And before the words are out of the mouths of the Jewish leaders in Jerusalem Jesus immediately moves on to a third thing. The nature of his activity. The question of his identity. And now do you notice in the verses that follow, the issue of Jesus’s authority. He knows what they're going to say. He knew his old testament better than they did. He knew that in Deuteronomy 17 and Deuteronomy 19, God had laid down very clearly that in a Jewish law court it was essential to have two witnesses to validate your claim. And he knows that in their hearts, they're saying, You are talking about yourself. Your testimony does not stand. Away with ya!
And you notice how he speaks to them. He says, verse 31, “If I alone bear witness about myself, my testimony is not deemed true. But there is another who bears witness about me. And I know that the testimony he bears about me is true.” Now, who is this other who bears testimony to the Lord Jesus? Of course, it's his Father. And he goes on to show in these verses how his Father has born testimony to him, pointed the finger at him and said, “This is my Son, listen to him.” And so he refers to the witness of John the Baptist who had pointed to him, and you remember how in his baptism, the heavens had opened — the Spirit had come down. The Tather had said, “This is my Son.” So there was the testimony of John the Baptists. And then he says, There is the testimony of the things that I do. That my heavenly father is working through me. Don't you see that I'm fulfilling all the promises that my Heavenly Father gave to His people?
And then do you notice in verses 39 and 40, he says, there is the testimony, yes, the testimony of God's prophet, John the Baptist. There’s the testimony of God's works in Jesus miracles. And there's the testimony of God's word in the Holy Scriptures. Oh, he says, Why haven't you listened to the Scriptures that you spend so much time reading?
Now do you see this? These were people who read the Bible. Indeed, many of those to whom he spoke, probably knew the Old Testament scriptures off-by-heart. That was how they were educated. Almost all that education was about memorizing and understanding the Old Testament scriptures. And they poured over the Old Testament scriptures. I doubt there's anyone in the church building this morning so diligently religious as these men doubtless were — but, do you notice what Jesus says? He says, You can spend all your life searching the scriptures and never be saved? And he's really saying you can spend all your life in these religious disciplines and duties and still miss the main thing.

■ ■ ■ ■ ■ ■ ■

GIVEN INSTRUCTION:
According to the passage, which two chapters of Deuteronomy establish the requirement of two witnesses in a Jewish law court? The material that comes next is not required for the task.

MATERIAL PROVIDED:

■ ■ ■ ■ ■ ■ ■

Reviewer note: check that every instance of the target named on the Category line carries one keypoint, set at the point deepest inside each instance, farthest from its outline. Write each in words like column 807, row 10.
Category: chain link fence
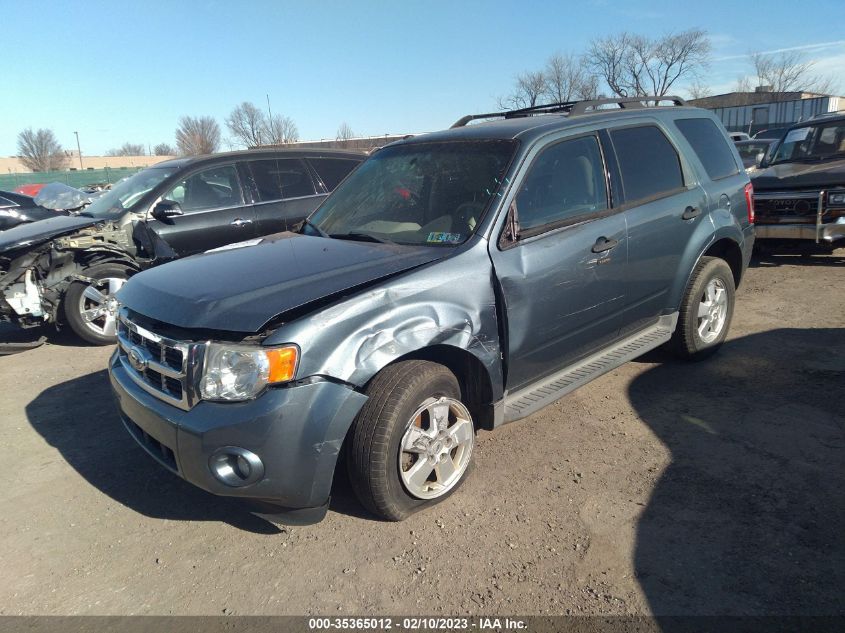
column 78, row 179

■ ■ ■ ■ ■ ■ ■

OUTPUT FOR THIS EXERCISE:
Deuteronomy 17 and Deuteronomy 19.